#### [DIRECTIONS FOR THIS TASK]
Could you return all of the entries word for word, minus any pictures?

#### [SOURCE DATA]

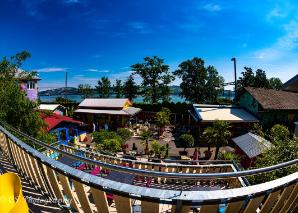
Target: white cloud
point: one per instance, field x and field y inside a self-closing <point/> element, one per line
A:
<point x="212" y="7"/>
<point x="276" y="13"/>
<point x="97" y="70"/>
<point x="52" y="69"/>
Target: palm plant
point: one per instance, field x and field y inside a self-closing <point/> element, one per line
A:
<point x="145" y="137"/>
<point x="218" y="134"/>
<point x="162" y="119"/>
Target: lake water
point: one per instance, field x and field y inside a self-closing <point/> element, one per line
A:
<point x="78" y="98"/>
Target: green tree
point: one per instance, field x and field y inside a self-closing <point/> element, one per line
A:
<point x="130" y="89"/>
<point x="156" y="79"/>
<point x="107" y="141"/>
<point x="283" y="150"/>
<point x="229" y="156"/>
<point x="15" y="108"/>
<point x="118" y="88"/>
<point x="162" y="119"/>
<point x="145" y="137"/>
<point x="199" y="84"/>
<point x="85" y="90"/>
<point x="158" y="149"/>
<point x="187" y="140"/>
<point x="103" y="87"/>
<point x="124" y="133"/>
<point x="218" y="134"/>
<point x="258" y="79"/>
<point x="275" y="83"/>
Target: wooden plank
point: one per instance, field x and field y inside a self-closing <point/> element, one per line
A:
<point x="149" y="207"/>
<point x="69" y="193"/>
<point x="209" y="208"/>
<point x="82" y="196"/>
<point x="100" y="200"/>
<point x="54" y="183"/>
<point x="253" y="204"/>
<point x="284" y="196"/>
<point x="234" y="206"/>
<point x="270" y="201"/>
<point x="290" y="200"/>
<point x="123" y="204"/>
<point x="184" y="209"/>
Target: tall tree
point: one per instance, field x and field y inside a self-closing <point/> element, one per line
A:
<point x="130" y="89"/>
<point x="218" y="134"/>
<point x="156" y="79"/>
<point x="103" y="87"/>
<point x="257" y="79"/>
<point x="85" y="90"/>
<point x="118" y="88"/>
<point x="275" y="83"/>
<point x="200" y="84"/>
<point x="15" y="108"/>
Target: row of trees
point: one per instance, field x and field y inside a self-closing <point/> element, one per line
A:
<point x="200" y="83"/>
<point x="257" y="79"/>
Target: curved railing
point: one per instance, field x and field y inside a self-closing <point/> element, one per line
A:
<point x="83" y="192"/>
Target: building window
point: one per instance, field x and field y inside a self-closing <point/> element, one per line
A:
<point x="30" y="85"/>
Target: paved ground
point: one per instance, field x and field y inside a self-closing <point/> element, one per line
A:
<point x="168" y="138"/>
<point x="36" y="201"/>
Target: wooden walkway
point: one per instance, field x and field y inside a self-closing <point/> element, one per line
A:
<point x="36" y="201"/>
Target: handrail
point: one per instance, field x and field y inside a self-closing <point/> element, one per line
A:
<point x="171" y="175"/>
<point x="142" y="193"/>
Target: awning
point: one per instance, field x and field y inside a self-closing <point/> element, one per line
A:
<point x="128" y="111"/>
<point x="210" y="113"/>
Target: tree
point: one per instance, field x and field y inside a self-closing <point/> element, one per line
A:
<point x="107" y="141"/>
<point x="199" y="84"/>
<point x="15" y="108"/>
<point x="163" y="119"/>
<point x="275" y="83"/>
<point x="155" y="79"/>
<point x="258" y="79"/>
<point x="145" y="137"/>
<point x="284" y="149"/>
<point x="229" y="156"/>
<point x="85" y="90"/>
<point x="118" y="88"/>
<point x="261" y="80"/>
<point x="218" y="134"/>
<point x="158" y="149"/>
<point x="103" y="87"/>
<point x="279" y="133"/>
<point x="124" y="133"/>
<point x="130" y="89"/>
<point x="187" y="140"/>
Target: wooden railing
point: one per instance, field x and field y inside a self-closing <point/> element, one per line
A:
<point x="82" y="192"/>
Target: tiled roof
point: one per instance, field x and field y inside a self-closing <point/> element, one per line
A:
<point x="104" y="102"/>
<point x="252" y="145"/>
<point x="53" y="120"/>
<point x="273" y="99"/>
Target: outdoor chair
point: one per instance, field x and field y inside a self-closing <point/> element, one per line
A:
<point x="95" y="171"/>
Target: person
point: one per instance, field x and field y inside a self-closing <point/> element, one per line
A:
<point x="106" y="126"/>
<point x="93" y="127"/>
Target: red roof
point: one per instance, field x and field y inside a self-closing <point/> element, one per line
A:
<point x="53" y="120"/>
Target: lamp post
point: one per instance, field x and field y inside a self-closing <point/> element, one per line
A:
<point x="235" y="75"/>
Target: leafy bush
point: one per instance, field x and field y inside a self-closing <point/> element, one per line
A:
<point x="124" y="133"/>
<point x="158" y="149"/>
<point x="187" y="140"/>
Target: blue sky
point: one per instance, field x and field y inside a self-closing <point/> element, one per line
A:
<point x="90" y="39"/>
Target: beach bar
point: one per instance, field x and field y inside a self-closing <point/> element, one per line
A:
<point x="102" y="113"/>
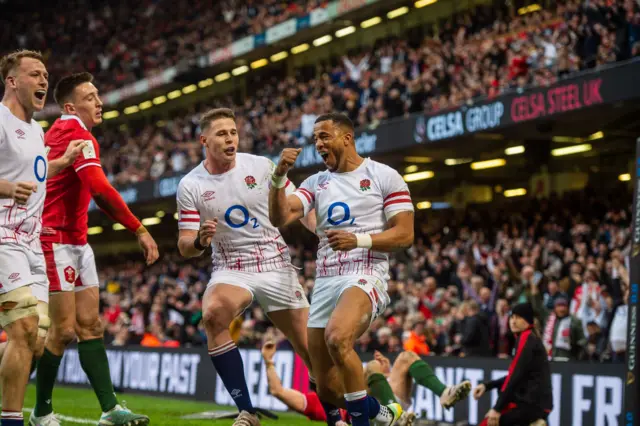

#### [TASK OUTPUT]
Target: white cloud
point: one per instance, field x and field y inside a self-closing <point/> element, one per line
A:
<point x="212" y="7"/>
<point x="276" y="13"/>
<point x="97" y="70"/>
<point x="52" y="69"/>
Target: palm plant
point: one per instance, field x and field y inside a self-closing <point/> element, one per line
A:
<point x="145" y="137"/>
<point x="218" y="134"/>
<point x="162" y="119"/>
Target: lake water
point: one per instance, field x and field y inside a self-closing <point/> element, one per line
A:
<point x="78" y="98"/>
Target: green tree
point: one per instance, field x and field y inside a self-closing <point/> element, one per line
A:
<point x="130" y="89"/>
<point x="156" y="79"/>
<point x="107" y="141"/>
<point x="283" y="150"/>
<point x="229" y="156"/>
<point x="15" y="108"/>
<point x="118" y="88"/>
<point x="162" y="119"/>
<point x="145" y="137"/>
<point x="199" y="84"/>
<point x="85" y="90"/>
<point x="158" y="149"/>
<point x="187" y="140"/>
<point x="103" y="87"/>
<point x="124" y="133"/>
<point x="218" y="134"/>
<point x="258" y="79"/>
<point x="275" y="83"/>
Target: wooden plank
point: one per instance, field x and field y inside a self-closing <point/> element, one per line
A:
<point x="149" y="207"/>
<point x="69" y="193"/>
<point x="209" y="208"/>
<point x="82" y="196"/>
<point x="100" y="200"/>
<point x="54" y="183"/>
<point x="253" y="204"/>
<point x="284" y="196"/>
<point x="234" y="206"/>
<point x="270" y="201"/>
<point x="290" y="200"/>
<point x="123" y="204"/>
<point x="184" y="209"/>
Target: tall tree
point: one per instance, field x and field y inside a self-closing <point/> element, one per line
A:
<point x="130" y="89"/>
<point x="218" y="134"/>
<point x="156" y="79"/>
<point x="103" y="87"/>
<point x="257" y="79"/>
<point x="85" y="90"/>
<point x="118" y="88"/>
<point x="275" y="83"/>
<point x="200" y="84"/>
<point x="15" y="108"/>
Target: row of trees
point: one per instance, field x and field y inside a self-closing <point/> element, one per line
A:
<point x="200" y="83"/>
<point x="257" y="79"/>
Target: curved railing
point: one per instance, field x and field y inside a self-closing <point/> element, one per line
A:
<point x="83" y="192"/>
Target: building window
point: one per instance, field x and field y inside a self-closing <point/> element, one per line
A:
<point x="30" y="85"/>
Target: paved ground
point: one per instance, field x and field y inside a self-closing <point/> element, one per line
A:
<point x="168" y="138"/>
<point x="36" y="201"/>
Target: wooden walkway
point: one per instance, field x and field y inside a self-closing <point/> element, one per line
A:
<point x="36" y="201"/>
Target: handrail
point: one per instance, field x and field y inside a self-closing <point/> element, one per line
A:
<point x="171" y="175"/>
<point x="142" y="193"/>
Target: awning
point: one per instance, field x and field y inside a self-closing <point/> element, one per line
A:
<point x="128" y="111"/>
<point x="210" y="113"/>
Target: tree
point: one per instance, field x and field y inside a self-closing <point/> element, one per line
A:
<point x="107" y="141"/>
<point x="199" y="84"/>
<point x="15" y="108"/>
<point x="163" y="119"/>
<point x="275" y="83"/>
<point x="155" y="79"/>
<point x="258" y="79"/>
<point x="145" y="137"/>
<point x="284" y="149"/>
<point x="229" y="156"/>
<point x="85" y="90"/>
<point x="118" y="88"/>
<point x="261" y="80"/>
<point x="218" y="134"/>
<point x="158" y="149"/>
<point x="103" y="87"/>
<point x="279" y="133"/>
<point x="124" y="133"/>
<point x="130" y="89"/>
<point x="187" y="140"/>
Target: wooden railing
point: one per instance, field x and field y inside a self-closing <point/> element, one per line
A:
<point x="82" y="192"/>
Target: tiled roof
point: one per instance, field x and field y inside a self-closing <point/> element, one per line
A:
<point x="104" y="102"/>
<point x="252" y="145"/>
<point x="53" y="120"/>
<point x="273" y="99"/>
Target: outdoor chair
point: one per instance, field x and field y inside a self-closing <point/> element, one per line
A:
<point x="95" y="171"/>
Target: person
point: one per instance, field x and field y inside a self-closing <point/> element, one per line
A:
<point x="106" y="126"/>
<point x="93" y="127"/>
Target: red roof
point: one per instance, field x and field y inside a self-closing <point/> element, one per line
A:
<point x="53" y="120"/>
Target: lamp post
point: one per instance, field x and field y inside a self-closing <point/> element, one per line
A:
<point x="235" y="75"/>
Target: leafy bush
point: one per instance, field x and field y inside a self-closing <point/> element, one per line
A:
<point x="124" y="133"/>
<point x="158" y="149"/>
<point x="187" y="140"/>
Target: blue sky
point: one per instance, field x and field y inside a self-closing <point/> element, one per line
A:
<point x="90" y="39"/>
Target: beach bar
point: one per instance, field x and field y inside a self-closing <point/> element, one per line
A:
<point x="102" y="113"/>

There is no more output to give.